=== WORK TO BE COMPLETED ===
Each line from the one that contains "# Mark the region of the dark" to the end of the material must be set down exactly, and no line before it.

Stored items
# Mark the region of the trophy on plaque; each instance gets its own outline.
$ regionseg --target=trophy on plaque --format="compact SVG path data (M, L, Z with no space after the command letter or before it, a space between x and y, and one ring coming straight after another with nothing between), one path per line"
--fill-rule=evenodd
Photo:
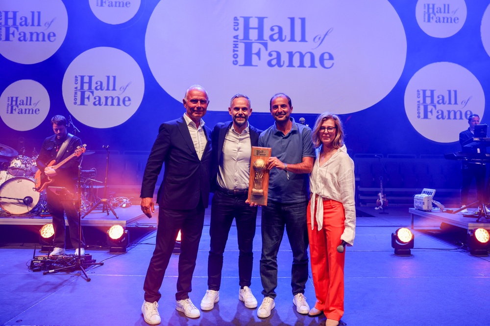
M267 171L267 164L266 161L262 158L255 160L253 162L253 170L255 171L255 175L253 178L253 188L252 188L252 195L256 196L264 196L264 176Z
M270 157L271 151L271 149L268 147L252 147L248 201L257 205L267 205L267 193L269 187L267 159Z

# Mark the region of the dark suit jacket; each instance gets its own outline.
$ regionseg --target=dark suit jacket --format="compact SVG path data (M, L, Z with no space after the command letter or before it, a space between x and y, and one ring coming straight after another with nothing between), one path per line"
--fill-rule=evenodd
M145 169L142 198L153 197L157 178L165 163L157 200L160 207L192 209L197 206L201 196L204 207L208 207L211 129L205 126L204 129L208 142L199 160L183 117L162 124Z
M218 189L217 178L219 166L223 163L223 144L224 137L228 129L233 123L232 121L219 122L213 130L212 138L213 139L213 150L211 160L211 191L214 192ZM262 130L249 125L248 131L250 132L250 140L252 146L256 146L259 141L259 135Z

=== SOLVED EXERCISE ===
# Mark the region of the dark suit jacket; each instance gets its own outline.
$ regionseg --target=dark suit jacket --format="compact SVG path data (M, L, Z with no space after the command letter or before it, a space between x and y, and one ring coming straight after another with nothing between), one path per line"
--fill-rule=evenodd
M145 169L142 198L153 197L157 178L165 163L157 200L160 207L192 209L197 206L201 196L204 207L208 207L211 129L205 126L204 129L208 142L199 160L183 117L162 124Z
M218 189L217 178L219 166L223 163L223 144L224 137L228 129L233 123L232 121L219 122L213 130L212 138L213 139L213 150L211 160L211 191L214 192ZM262 130L249 125L248 131L250 132L250 140L252 146L256 146L259 141L259 135Z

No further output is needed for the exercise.